# Study text:

-*-

Inducing Labor May Not Boost C-Section Risk
Study also found that prompting delivery in 39th week did not affect health of baby or mother
By Amy Norton
WEDNESDAY, March 2, 2016 (HealthDay News) -- Contrary to longstanding concerns, pregnant older women who have their labor induced near their due date may not face an increased risk of needing a cesarean section, a new clinical trial suggests.
British researchers found that when older first-time moms had their labor induced during the 39th week of pregnancy, they were at no greater risk of a C-section -- or any other negative effects for themselves or their newborns.
Experts said the study, published in the March 3 issue of the New England Journal of Medicine, suggests that labor induction is safer than doctors have thought.
But the question remains: Is there any benefit to doing it when a woman is having a healthy pregnancy?
"There's no clear evidence that there is," said Dr. William Grobman, a professor of obstetrics and gynecology at Northwestern University Feinberg School of Medicine, in Chicago.
"This was a very good study, but it shouldn't lead to any massive change in practice," said Grobman, who wrote an editorial published with the study.
Officially, labor induction is recommended only in certain circumstances -- such as when a woman has a medical condition that is putting her or her baby at risk, or if pregnancy goes beyond 42 weeks. (A full-term pregnancy lasts about 40 weeks.)

-*-

# Material shown:
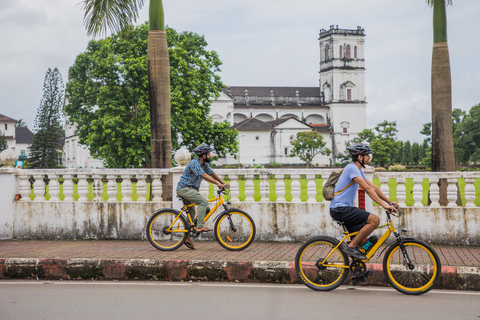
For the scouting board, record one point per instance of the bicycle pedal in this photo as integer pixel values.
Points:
(362, 278)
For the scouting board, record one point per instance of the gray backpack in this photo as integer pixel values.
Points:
(329, 187)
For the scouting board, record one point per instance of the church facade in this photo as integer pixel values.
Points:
(268, 118)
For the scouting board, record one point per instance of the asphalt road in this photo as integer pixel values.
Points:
(176, 300)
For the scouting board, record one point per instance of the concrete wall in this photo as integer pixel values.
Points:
(274, 221)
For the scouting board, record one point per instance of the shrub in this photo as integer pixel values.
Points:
(274, 164)
(397, 167)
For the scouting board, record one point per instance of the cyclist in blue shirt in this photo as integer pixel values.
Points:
(341, 207)
(189, 184)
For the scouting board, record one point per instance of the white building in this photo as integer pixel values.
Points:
(336, 109)
(268, 118)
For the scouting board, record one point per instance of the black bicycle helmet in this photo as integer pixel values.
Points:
(203, 149)
(359, 148)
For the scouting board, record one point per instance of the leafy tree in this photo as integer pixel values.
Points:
(397, 156)
(307, 145)
(416, 153)
(118, 16)
(21, 123)
(45, 149)
(467, 134)
(383, 140)
(3, 142)
(108, 97)
(443, 158)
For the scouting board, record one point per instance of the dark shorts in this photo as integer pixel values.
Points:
(353, 217)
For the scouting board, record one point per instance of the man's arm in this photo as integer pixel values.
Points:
(216, 181)
(373, 191)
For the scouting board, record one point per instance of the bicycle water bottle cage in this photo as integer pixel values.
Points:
(340, 224)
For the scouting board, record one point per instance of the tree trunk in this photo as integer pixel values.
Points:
(443, 157)
(159, 91)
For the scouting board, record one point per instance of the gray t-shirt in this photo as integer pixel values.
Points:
(347, 197)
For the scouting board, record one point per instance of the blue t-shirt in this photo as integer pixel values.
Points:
(192, 174)
(347, 197)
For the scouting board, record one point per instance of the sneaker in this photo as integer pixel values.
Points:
(355, 253)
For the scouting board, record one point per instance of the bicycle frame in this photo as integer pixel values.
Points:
(391, 229)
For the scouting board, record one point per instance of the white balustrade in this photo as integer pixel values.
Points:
(384, 186)
(264, 187)
(295, 187)
(97, 187)
(401, 192)
(311, 188)
(234, 187)
(469, 190)
(53, 176)
(68, 188)
(141, 188)
(280, 187)
(54, 187)
(82, 187)
(25, 187)
(249, 187)
(417, 191)
(452, 192)
(157, 188)
(434, 191)
(39, 187)
(204, 189)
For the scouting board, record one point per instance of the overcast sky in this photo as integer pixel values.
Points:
(263, 43)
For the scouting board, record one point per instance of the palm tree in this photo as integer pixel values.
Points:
(117, 15)
(443, 157)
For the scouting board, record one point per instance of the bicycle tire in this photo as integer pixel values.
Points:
(320, 278)
(162, 239)
(235, 230)
(422, 278)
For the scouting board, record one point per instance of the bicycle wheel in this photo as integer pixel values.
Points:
(165, 232)
(317, 275)
(235, 230)
(416, 278)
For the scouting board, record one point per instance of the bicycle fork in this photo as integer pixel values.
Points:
(404, 251)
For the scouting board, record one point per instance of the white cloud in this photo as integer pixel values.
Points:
(268, 42)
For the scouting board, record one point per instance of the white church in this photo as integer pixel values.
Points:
(268, 118)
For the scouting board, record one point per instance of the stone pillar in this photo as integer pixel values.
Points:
(8, 188)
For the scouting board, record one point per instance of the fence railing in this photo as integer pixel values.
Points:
(415, 189)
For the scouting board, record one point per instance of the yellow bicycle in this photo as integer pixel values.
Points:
(411, 266)
(234, 229)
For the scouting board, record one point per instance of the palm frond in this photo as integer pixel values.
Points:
(430, 2)
(112, 14)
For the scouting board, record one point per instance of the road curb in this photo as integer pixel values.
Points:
(452, 277)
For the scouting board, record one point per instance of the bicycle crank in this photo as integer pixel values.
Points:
(192, 232)
(358, 268)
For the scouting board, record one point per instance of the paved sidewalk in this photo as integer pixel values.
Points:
(262, 261)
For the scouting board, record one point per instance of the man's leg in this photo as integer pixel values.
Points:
(370, 225)
(194, 196)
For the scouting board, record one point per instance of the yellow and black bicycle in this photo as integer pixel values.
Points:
(411, 266)
(234, 229)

-*-

# Work instruction A:
In the labor induction article, during which week of pregnancy did the older first-time mothers have their labor induced?
# Work instruction B:
Write the next part of the labor induction article, picking up after its last sentence.
The material was taken from a different source than the article.

# Result A:
The 39th week of pregnancy.

# Result B:
Labor induction for certain nonmedical reasons can be done -- when a woman lives far from a hospital, for instance -- but not before the 39th week of pregnancy, according to the American Congress of Obstetricians and Gynecologists (ACOG).
The new trial tested a practice that is not standard, Grobman said: Trying labor induction in women who were relatively older -- age 35 and up -- and expecting their first baby, but who were having a healthy pregnancy.
In theory, labor induction during the 39th week could prevent some late stillbirths. And previous studies have found that older women -- particularly those having their first baby -- are at greater risk of those stillbirths, said lead researcher Dr. Kate Walker.
But even with the increased risk, late stillbirth is rare. So, there's been concern that any benefit of labor induction would be outweighed by potential complications, including a failed labor that then requires a C-section.